- **How to complete this task**:
The lines you need are those holding the word "ruffled"; pull them from the material.

- **Information**:

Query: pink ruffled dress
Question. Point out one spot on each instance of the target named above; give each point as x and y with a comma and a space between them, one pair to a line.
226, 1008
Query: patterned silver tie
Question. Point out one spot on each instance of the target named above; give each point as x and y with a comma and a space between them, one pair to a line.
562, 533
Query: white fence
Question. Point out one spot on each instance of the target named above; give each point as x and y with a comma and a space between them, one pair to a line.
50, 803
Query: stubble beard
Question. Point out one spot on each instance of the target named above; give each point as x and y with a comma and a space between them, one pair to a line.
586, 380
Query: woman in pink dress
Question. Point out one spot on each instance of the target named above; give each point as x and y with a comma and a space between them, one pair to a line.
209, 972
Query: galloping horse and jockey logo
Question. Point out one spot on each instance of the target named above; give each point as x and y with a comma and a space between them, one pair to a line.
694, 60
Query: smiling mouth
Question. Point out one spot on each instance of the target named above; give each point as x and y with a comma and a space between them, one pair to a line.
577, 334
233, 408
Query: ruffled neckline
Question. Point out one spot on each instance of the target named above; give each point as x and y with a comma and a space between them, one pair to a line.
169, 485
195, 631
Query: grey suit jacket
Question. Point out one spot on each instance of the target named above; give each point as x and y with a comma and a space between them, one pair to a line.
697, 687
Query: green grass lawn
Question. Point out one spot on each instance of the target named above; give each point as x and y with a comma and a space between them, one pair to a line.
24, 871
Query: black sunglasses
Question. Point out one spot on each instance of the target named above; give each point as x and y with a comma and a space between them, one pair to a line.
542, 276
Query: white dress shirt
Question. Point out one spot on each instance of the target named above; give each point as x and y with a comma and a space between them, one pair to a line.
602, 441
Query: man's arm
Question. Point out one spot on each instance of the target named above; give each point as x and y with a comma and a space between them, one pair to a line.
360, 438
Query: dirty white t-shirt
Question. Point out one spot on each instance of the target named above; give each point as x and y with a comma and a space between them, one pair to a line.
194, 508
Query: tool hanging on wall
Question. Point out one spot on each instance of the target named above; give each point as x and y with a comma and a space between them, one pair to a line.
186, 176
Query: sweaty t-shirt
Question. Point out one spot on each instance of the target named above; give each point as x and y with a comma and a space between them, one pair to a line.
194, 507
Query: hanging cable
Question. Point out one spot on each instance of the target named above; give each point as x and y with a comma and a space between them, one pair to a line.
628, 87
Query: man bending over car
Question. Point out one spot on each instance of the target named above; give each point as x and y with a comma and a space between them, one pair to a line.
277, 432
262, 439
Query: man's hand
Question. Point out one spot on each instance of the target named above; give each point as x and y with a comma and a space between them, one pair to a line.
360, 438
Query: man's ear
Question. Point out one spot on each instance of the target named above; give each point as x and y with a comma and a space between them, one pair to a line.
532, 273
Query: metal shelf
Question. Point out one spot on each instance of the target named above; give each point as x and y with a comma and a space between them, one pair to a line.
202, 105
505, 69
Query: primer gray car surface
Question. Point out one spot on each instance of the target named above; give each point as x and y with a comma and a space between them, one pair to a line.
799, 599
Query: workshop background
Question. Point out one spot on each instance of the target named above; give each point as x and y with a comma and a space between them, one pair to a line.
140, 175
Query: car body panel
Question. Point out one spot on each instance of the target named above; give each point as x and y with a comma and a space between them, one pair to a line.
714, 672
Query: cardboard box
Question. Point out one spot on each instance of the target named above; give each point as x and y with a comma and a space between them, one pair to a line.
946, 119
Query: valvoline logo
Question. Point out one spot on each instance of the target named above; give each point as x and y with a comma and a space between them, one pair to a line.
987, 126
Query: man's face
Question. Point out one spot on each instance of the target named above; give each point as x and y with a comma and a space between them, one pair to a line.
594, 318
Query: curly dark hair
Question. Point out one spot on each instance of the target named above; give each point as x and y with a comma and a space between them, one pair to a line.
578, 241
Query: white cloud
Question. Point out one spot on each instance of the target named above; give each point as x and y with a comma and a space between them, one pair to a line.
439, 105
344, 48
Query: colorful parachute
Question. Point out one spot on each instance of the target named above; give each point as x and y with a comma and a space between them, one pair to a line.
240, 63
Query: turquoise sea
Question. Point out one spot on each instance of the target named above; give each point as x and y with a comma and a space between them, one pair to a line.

- **Response for this exercise**:
Query: pink ruffled dress
Query: ruffled neckline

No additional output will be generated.